--- STATED TASK 1 ---
Can you repeat word for word the passage in the court opinion excerpt below, starting with "Ordinarily a failure" and going on through "collusion or consent."?

Ordinarily a failure to prove any damages does not disturb jurisdiction under a statute that sets a damages threshold. The failure is a failure on the merits rather than a failure of jurisdiction. But if it is demonstrated that jurisdiction was invoked without a goodfaith basis for supposing that the plaintiff crossed the threshold, the case must be dismissed for want of jurisdiction no matter how late in the litigation the lack of a good-faith basis comes to light, just as with any other late-discovered absence of subject-matter jurisdiction. Otherwise federal jurisdiction could be conferred by the defendant’s pretending that the plaintiff had alleged in good faith a claim for damages in an amount above the threshold because both parties wanted to be in federal court. Federal subjectmatter jurisdiction cannot be conferred by collusion or consent.
So clear is Nightingale’s failure to have mitigated its damages that it could have had no basis for thinking that its suit satisfied the minimum amount in controversy requirement of the diversity jurisdiction. That is not a criticism, however; for remember that Nightingale filed the suit in an Indiana state court, where there was no such requirement. The suit was removed to the federal district court by Anodyne. When a suit is removed on the ground that it is within the diversity jurisdiction and a question arises whether the amount in controversy requirement has been satisfied, the defendant has the burden of persuading the court that it has been satisfied. The question has arisen in this case—we have raised it, as a court is required to do if it is a question about its subject-matter jurisdiction, since such questions are not waivable; and we have found that the suit is not within the diversity jurisdiction. Ordinarily this would require dismissal of the case, allowing Nightingale to start over in the Indiana court. But by adding a federal claim after removal, Nightingale brought its suit within the federal-question jurisdiction of the district court and its state-law claims within the district court’s supplemental jurisdiction, which has no minimum amount in controversy requirement.
The merits judgment in favor of Anodyne is therefore AFFIRMED.

--- STATED TASK 2 ---
Which lines of the records below contain the string "vertical"? Pull out every one of them, counting a match only when the case is the same.

--- DATA EXTRACT ---
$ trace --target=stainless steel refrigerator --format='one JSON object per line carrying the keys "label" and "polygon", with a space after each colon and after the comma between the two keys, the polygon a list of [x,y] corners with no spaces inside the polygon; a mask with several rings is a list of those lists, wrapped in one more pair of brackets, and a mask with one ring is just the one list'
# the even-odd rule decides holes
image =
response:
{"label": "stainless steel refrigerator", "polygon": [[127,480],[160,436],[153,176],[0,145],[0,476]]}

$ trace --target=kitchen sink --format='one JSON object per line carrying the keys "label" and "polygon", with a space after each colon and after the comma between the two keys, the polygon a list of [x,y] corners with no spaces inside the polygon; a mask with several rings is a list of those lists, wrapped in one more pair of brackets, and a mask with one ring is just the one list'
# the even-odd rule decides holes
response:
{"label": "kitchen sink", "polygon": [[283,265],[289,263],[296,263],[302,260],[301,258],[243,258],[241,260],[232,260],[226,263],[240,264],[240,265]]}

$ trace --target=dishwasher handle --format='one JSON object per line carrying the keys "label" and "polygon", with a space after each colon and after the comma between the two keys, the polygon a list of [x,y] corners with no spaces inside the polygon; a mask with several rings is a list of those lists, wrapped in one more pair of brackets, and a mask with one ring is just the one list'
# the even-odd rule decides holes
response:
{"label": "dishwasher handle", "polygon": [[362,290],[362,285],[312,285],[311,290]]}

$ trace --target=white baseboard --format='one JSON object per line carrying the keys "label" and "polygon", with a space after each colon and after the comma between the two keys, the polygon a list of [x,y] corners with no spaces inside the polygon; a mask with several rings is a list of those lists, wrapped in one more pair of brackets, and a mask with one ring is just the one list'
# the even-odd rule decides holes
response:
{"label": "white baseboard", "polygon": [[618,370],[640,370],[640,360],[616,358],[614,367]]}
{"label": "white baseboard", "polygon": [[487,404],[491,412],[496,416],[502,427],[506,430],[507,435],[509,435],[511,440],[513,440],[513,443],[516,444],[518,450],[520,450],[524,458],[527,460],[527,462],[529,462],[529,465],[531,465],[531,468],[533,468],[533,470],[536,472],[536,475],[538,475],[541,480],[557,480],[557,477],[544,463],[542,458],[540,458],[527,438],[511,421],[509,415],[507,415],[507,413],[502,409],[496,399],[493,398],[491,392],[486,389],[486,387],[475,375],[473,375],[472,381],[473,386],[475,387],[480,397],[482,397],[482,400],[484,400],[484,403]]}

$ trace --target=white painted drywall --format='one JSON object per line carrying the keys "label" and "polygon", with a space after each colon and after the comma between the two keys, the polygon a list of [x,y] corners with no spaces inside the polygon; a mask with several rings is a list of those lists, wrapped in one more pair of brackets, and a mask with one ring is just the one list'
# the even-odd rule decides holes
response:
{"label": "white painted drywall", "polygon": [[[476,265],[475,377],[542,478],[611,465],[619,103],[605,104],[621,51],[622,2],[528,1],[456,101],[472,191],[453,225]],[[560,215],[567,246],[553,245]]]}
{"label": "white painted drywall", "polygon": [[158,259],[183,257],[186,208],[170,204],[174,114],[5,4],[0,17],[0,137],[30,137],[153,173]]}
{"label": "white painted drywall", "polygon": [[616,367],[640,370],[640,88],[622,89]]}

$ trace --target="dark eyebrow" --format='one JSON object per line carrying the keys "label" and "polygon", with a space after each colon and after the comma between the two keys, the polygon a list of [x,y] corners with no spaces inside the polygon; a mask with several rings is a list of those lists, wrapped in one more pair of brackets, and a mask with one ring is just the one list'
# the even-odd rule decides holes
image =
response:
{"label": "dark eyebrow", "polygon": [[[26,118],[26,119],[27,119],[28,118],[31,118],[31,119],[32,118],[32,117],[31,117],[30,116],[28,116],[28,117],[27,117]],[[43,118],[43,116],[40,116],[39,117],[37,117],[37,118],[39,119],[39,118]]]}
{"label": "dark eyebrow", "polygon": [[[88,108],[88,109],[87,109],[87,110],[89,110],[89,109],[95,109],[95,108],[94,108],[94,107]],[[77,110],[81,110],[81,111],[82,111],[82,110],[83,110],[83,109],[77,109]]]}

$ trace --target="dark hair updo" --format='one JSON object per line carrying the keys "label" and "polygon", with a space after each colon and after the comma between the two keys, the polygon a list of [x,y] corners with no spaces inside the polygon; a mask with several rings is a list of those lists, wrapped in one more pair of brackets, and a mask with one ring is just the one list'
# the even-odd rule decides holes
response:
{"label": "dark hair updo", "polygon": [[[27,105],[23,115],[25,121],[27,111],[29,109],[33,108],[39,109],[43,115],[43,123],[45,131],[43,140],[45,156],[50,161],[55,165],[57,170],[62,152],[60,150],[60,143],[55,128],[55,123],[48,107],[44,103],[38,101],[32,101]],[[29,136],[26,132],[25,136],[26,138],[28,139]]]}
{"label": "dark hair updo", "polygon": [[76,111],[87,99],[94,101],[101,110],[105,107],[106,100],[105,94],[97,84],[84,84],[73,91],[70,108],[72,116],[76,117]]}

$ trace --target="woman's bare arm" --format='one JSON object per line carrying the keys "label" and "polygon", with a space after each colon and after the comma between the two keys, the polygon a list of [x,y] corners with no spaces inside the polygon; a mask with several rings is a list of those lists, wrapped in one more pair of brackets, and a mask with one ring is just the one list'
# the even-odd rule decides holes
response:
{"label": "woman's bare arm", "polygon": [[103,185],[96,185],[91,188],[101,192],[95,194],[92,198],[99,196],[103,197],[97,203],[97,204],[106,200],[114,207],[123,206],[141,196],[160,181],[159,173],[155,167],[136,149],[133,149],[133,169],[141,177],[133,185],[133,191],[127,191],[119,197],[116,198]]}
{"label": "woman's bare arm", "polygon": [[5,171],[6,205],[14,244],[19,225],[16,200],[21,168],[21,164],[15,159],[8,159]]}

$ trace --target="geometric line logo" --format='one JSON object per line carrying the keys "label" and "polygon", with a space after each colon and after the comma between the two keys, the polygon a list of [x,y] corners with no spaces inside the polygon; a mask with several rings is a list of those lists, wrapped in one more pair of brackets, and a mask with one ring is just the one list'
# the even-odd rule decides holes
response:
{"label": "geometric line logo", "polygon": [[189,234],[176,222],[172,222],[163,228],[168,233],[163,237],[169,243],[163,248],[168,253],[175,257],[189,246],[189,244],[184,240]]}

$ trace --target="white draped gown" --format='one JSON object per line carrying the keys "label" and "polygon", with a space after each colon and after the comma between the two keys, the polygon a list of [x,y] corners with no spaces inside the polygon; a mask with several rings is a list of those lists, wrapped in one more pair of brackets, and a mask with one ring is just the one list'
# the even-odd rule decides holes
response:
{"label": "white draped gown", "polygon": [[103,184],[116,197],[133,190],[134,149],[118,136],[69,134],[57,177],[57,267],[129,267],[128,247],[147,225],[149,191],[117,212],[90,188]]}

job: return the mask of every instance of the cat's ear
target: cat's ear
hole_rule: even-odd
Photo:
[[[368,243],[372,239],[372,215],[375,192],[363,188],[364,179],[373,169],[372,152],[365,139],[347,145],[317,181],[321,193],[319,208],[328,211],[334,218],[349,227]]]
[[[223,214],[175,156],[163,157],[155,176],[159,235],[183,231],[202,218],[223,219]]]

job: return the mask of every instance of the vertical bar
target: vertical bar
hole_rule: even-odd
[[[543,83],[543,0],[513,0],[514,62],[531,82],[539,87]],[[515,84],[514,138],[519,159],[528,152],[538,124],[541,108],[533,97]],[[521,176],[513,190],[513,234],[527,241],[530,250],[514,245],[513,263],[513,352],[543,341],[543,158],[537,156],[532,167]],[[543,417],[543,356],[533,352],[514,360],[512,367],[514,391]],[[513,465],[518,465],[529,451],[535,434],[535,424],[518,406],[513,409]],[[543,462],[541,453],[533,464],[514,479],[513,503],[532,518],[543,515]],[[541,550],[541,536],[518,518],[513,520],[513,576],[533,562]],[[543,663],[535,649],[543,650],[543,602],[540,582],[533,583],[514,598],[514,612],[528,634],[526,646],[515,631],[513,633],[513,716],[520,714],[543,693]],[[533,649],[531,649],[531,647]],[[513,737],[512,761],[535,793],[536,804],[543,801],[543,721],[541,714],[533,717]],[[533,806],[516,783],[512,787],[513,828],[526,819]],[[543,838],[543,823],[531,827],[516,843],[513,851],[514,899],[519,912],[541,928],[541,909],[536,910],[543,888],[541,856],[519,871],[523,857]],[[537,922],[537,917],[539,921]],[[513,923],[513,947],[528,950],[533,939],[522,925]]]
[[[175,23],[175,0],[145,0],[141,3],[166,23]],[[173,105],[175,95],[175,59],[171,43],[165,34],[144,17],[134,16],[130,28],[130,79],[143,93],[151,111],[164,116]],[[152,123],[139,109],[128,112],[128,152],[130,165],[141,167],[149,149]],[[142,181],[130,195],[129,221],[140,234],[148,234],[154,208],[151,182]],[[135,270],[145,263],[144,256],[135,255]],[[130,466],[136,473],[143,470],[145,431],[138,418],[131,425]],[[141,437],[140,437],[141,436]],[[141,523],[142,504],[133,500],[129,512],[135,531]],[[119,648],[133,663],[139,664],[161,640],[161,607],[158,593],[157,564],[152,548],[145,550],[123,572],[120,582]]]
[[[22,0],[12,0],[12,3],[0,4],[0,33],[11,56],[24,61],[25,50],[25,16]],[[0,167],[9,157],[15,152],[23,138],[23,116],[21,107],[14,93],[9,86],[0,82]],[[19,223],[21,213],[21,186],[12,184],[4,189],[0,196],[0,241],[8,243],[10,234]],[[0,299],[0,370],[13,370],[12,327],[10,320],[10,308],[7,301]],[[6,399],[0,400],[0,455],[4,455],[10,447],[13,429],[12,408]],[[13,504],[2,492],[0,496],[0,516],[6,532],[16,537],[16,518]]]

--- FULL OUTPUT 1 ---
Ordinarily a failure to prove any damages does not disturb jurisdiction under a statute that sets a damages threshold. The failure is a failure on the merits rather than a failure of jurisdiction. But if it is demonstrated that jurisdiction was invoked without a goodfaith basis for supposing that the plaintiff crossed the threshold, the case must be dismissed for want of jurisdiction no matter how late in the litigation the lack of a good-faith basis comes to light, just as with any other late-discovered absence of subject-matter jurisdiction. Otherwise federal jurisdiction could be conferred by the defendant’s pretending that the plaintiff had alleged in good faith a claim for damages in an amount above the threshold because both parties wanted to be in federal court. Federal subjectmatter jurisdiction cannot be conferred by collusion or consent.

--- FULL OUTPUT 2 ---
job: return the mask of every instance of the vertical bar
target: vertical bar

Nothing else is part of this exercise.